── Data for processing ──
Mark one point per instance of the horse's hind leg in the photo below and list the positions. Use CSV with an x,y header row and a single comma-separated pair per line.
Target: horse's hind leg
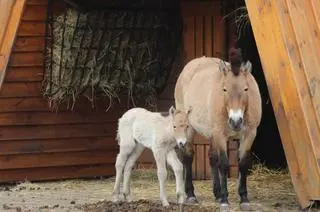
x,y
177,167
187,159
213,158
128,170
245,164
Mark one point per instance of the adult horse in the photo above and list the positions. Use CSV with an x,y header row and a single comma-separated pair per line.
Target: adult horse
x,y
226,104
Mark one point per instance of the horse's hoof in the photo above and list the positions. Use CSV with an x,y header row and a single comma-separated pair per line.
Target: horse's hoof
x,y
246,206
218,200
128,198
165,203
191,200
224,207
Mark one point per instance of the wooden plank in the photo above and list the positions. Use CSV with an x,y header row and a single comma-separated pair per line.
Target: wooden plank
x,y
30,59
208,36
308,47
57,173
267,31
58,145
35,13
24,74
6,7
9,22
23,104
21,89
52,118
56,159
29,44
188,37
31,28
199,36
37,2
218,37
57,131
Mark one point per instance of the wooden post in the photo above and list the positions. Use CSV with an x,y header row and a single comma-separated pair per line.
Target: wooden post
x,y
287,34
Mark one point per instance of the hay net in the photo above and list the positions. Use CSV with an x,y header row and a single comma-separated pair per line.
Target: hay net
x,y
110,52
───
Written request: Can you write out the whole listing above word for word, leaving out the pictures?

Task solution:
Mark one point per instance of the horse's hind leg in the photo below and list the positions. Use CSV with an x,y header row and a single comma-separated pair per line.
Target: horse's hind leg
x,y
177,167
187,159
213,158
128,170
245,164
Mark one point per instance of the adult horse in the photo above and list the positions. Use CSV with an x,y header row and a single comma-separated pair per line.
Target: adult horse
x,y
226,104
Mark one point per instance of the horse's hoof in the photo above and list the positions. Use CSV with an x,y header row and a single comma-separated pair per line.
Target: horse's hoof
x,y
246,206
218,200
128,198
165,203
191,200
224,207
Mark one point per instance of the wooden plank in the photo above and list the positions. Use CSV with an x,y header row and a single comma-separated pair per line.
Target: wooden plank
x,y
30,59
208,36
308,47
57,173
267,31
58,145
35,13
24,74
6,7
9,22
23,104
21,89
52,118
56,159
29,44
188,37
31,28
199,36
37,2
218,37
57,131
Mark one point per instance of the wooden post in the photo above and list the positions. Use CSV with an x,y header row and a single comma-separated pair per line.
Target: wooden post
x,y
287,34
Mark one point per instance of the hay net in the photo above and list the positions. Use CSV with an x,y header row and a single comma-separated pair per line.
Target: hay net
x,y
110,52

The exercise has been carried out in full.